[Extracted data entries]
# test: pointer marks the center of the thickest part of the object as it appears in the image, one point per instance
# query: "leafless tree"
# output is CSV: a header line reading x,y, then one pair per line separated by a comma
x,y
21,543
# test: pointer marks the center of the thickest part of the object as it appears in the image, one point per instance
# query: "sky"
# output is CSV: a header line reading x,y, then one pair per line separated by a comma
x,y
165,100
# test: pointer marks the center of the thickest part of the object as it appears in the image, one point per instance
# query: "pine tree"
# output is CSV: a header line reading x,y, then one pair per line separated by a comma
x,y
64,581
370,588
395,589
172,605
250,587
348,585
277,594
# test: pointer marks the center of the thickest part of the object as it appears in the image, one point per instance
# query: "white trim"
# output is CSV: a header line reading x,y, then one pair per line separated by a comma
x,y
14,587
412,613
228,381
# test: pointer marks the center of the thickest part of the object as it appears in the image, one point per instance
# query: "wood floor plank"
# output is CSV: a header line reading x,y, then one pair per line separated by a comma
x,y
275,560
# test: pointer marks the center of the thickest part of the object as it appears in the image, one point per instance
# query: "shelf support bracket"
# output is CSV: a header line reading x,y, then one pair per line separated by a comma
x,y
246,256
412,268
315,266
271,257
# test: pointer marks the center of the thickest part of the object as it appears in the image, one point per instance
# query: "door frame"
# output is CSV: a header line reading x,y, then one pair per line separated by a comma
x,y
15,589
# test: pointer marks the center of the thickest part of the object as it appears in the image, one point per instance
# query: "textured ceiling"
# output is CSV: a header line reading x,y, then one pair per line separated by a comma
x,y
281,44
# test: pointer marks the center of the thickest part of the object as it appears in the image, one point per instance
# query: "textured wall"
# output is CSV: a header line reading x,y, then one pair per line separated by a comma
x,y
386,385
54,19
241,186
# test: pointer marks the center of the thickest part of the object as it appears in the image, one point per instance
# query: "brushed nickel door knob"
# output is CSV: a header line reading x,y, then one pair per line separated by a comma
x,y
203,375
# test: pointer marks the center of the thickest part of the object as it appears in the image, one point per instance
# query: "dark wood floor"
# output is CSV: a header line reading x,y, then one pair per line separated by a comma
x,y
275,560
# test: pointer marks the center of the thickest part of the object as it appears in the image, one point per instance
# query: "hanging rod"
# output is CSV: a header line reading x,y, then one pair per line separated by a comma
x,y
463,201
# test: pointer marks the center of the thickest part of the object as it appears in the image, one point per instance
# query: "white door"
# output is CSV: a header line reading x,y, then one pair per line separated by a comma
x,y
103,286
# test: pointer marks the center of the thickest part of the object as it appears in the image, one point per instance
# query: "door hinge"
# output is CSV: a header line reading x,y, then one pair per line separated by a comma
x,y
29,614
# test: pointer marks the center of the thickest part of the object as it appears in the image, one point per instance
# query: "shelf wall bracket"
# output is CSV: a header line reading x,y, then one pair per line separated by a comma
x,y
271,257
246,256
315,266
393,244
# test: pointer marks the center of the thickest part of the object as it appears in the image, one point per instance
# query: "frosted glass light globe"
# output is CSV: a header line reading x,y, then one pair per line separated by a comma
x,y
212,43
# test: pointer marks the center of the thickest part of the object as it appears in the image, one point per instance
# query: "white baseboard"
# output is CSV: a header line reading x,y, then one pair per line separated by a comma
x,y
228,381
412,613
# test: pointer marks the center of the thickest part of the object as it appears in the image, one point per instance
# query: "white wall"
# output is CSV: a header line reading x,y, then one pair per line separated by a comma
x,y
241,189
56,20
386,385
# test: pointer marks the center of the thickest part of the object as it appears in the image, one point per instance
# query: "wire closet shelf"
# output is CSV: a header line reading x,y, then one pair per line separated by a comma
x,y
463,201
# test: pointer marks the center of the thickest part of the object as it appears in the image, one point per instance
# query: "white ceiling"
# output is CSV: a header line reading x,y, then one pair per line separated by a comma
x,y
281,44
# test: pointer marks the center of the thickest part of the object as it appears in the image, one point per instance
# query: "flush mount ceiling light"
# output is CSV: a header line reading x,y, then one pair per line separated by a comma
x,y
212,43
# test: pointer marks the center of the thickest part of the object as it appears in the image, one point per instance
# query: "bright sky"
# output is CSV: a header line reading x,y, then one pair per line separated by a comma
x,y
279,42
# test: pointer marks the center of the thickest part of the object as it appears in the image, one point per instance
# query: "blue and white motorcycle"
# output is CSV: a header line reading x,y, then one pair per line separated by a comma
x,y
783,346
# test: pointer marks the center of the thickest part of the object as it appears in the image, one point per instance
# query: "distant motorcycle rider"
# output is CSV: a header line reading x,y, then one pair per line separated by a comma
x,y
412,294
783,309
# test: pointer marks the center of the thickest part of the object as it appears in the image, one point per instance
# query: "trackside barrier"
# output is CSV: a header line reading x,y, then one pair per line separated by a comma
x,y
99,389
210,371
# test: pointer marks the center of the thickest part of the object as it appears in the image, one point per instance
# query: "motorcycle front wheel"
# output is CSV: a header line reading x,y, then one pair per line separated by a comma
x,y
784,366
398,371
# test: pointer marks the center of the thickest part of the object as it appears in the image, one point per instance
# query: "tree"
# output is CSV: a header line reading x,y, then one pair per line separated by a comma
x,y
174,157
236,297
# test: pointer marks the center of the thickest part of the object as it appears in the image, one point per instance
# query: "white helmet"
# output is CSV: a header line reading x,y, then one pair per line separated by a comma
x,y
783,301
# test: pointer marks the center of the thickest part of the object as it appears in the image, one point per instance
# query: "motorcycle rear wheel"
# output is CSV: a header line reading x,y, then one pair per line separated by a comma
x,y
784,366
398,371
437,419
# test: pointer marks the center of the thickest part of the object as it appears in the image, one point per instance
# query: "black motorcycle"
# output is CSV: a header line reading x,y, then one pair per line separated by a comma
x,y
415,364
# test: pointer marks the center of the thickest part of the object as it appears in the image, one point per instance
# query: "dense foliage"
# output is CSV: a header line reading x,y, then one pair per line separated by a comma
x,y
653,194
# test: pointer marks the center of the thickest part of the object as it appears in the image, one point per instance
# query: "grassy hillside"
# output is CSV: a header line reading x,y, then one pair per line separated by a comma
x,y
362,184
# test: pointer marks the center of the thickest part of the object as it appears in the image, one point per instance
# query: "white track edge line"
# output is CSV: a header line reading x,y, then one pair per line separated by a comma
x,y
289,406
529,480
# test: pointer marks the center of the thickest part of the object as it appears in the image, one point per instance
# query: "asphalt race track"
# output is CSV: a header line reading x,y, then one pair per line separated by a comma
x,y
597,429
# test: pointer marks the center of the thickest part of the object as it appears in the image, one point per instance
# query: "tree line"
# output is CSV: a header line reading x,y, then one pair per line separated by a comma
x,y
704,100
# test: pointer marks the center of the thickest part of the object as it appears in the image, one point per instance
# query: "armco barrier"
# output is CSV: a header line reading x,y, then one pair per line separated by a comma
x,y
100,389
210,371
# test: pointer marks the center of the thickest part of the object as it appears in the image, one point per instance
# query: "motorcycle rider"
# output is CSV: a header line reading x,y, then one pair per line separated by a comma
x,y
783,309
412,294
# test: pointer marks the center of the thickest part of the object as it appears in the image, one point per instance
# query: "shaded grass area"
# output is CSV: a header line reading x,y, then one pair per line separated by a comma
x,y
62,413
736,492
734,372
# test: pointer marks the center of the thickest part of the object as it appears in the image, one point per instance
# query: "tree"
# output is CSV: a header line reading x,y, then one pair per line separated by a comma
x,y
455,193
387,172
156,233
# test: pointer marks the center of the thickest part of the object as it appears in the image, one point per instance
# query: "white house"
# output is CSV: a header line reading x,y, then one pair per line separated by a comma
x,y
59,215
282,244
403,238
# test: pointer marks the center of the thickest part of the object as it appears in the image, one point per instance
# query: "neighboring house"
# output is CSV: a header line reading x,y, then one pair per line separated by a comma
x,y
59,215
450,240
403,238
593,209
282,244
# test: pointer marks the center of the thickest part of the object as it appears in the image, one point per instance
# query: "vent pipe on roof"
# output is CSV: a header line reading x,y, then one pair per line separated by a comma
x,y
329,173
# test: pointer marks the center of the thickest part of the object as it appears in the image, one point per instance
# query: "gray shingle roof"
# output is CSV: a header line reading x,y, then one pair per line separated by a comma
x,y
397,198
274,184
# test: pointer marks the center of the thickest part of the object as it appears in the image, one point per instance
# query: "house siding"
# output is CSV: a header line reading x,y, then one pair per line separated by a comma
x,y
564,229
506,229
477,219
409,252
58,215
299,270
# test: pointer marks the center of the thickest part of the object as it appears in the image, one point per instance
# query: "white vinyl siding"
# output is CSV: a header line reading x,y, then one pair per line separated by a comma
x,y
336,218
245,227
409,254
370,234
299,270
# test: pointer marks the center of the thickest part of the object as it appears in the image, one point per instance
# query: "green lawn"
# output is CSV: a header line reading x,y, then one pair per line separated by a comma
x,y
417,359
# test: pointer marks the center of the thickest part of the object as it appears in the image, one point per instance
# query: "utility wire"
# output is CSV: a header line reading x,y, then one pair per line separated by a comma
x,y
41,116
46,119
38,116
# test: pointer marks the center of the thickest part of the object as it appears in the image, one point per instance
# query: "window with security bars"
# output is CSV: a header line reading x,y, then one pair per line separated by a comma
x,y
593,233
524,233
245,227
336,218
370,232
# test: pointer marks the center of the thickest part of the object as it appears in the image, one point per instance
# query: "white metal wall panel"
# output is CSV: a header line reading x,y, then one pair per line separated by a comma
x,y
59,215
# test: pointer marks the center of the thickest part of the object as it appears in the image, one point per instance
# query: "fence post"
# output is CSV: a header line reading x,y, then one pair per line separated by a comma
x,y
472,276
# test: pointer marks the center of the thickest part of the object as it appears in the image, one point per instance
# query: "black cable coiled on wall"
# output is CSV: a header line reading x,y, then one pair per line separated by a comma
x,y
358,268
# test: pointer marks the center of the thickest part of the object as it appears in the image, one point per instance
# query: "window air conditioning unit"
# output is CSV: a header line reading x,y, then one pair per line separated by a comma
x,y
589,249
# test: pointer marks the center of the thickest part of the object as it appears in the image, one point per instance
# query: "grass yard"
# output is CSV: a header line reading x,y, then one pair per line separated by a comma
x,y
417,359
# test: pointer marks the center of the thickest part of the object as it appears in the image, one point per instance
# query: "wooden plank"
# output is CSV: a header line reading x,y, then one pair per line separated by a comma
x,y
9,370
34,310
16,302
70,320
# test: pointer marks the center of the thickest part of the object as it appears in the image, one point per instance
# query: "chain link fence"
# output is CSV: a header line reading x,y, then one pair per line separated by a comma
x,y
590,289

Aim of the task —
If a line in the records holds the string "siding", copy it.

Response to the exercise —
# query: "house siding"
# query: "white vinyl siding"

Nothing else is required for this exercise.